===== Supplied entries

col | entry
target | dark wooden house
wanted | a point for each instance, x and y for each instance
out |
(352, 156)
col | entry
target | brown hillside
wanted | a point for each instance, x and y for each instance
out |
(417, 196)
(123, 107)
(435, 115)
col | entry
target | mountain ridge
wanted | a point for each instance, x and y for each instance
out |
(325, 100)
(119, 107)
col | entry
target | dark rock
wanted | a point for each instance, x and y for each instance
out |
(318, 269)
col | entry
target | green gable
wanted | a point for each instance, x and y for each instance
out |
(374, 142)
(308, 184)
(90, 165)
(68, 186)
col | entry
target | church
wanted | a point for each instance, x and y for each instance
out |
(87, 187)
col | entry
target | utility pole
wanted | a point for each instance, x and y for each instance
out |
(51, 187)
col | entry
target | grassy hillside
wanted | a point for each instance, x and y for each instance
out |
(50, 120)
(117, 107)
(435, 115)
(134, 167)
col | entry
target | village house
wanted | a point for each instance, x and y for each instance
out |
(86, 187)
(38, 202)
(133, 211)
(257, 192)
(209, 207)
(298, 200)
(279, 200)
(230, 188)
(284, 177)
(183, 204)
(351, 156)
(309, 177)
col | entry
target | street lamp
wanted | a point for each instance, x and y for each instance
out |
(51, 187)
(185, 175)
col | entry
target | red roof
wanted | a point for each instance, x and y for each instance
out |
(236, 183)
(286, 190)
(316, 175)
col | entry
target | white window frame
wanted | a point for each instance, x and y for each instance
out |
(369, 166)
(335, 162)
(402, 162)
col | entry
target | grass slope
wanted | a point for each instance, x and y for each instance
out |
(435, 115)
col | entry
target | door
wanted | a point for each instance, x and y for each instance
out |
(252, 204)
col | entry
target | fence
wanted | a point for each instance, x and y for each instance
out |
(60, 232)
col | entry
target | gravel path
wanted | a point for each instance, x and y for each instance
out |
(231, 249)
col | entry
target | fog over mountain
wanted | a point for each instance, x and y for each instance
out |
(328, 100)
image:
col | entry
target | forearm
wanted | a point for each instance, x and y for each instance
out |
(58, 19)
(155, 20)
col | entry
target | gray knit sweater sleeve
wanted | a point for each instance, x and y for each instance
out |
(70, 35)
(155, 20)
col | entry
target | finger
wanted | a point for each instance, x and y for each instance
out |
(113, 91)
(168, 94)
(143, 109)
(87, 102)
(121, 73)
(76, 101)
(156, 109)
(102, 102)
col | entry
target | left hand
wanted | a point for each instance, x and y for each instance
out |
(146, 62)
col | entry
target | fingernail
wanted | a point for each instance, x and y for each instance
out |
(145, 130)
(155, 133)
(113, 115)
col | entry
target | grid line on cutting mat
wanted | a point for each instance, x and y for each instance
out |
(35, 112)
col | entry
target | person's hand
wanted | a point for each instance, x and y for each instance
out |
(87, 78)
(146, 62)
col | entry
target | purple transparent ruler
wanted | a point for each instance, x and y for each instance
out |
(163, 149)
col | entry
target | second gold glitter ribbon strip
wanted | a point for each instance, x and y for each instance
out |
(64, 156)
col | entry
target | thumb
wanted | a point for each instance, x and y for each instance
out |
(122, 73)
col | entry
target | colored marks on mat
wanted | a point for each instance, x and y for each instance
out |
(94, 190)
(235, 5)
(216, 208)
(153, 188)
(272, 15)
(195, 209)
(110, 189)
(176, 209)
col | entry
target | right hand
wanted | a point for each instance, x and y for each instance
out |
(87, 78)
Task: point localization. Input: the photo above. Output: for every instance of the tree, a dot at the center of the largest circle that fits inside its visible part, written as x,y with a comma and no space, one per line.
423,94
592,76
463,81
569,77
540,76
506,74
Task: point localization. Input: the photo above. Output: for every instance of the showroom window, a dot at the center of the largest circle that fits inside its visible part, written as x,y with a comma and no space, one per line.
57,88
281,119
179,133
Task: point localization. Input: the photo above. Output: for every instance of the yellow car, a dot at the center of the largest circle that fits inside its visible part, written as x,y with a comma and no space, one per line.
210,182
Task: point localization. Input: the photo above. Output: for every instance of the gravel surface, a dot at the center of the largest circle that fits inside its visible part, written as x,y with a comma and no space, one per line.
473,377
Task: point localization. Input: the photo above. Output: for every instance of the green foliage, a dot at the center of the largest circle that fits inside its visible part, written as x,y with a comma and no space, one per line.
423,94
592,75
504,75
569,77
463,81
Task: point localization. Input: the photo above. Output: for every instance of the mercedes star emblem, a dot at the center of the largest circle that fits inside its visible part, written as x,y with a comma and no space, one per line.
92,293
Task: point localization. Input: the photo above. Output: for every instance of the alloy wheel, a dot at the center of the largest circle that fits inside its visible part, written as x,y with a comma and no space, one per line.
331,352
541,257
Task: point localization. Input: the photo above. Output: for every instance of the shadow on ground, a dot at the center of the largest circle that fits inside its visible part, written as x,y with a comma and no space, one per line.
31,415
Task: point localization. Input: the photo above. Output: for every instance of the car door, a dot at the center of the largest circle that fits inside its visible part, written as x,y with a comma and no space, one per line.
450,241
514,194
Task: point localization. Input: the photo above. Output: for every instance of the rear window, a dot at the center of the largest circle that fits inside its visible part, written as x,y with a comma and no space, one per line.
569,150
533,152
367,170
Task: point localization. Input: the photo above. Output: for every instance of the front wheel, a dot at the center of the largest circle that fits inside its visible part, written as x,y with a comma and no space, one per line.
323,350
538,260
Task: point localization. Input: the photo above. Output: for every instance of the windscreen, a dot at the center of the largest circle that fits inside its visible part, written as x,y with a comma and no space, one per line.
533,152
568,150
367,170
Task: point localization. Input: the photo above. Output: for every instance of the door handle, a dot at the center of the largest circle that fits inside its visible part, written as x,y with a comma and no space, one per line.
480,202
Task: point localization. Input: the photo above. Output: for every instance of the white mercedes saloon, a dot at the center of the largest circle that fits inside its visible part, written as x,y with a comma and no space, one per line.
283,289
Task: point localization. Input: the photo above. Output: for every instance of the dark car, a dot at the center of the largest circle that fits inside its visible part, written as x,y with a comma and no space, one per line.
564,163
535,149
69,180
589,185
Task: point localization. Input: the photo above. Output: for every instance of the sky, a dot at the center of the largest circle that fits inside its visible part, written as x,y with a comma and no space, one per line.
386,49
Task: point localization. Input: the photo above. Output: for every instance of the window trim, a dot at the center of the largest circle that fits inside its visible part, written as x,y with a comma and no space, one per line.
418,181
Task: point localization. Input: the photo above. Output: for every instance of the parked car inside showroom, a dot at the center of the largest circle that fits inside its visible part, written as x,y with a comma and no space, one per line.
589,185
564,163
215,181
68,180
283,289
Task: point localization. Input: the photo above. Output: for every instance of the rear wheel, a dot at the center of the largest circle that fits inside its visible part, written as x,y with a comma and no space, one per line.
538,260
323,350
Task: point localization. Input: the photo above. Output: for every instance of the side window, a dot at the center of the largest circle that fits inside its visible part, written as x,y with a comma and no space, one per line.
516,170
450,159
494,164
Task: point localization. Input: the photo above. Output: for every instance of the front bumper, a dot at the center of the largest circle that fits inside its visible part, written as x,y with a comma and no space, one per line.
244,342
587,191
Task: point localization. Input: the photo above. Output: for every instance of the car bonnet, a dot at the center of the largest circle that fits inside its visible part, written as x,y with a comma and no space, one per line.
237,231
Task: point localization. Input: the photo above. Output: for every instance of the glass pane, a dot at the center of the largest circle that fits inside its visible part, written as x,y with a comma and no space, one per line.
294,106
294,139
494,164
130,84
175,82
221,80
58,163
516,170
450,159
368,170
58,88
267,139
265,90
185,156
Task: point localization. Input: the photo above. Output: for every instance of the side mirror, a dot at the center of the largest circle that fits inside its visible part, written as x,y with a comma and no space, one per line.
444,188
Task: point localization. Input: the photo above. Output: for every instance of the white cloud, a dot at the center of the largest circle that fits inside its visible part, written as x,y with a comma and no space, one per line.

==========

* **Required action**: Compute the number of lines in the records that contain the string "hillside", and return that number alone.

* **Response area**: 2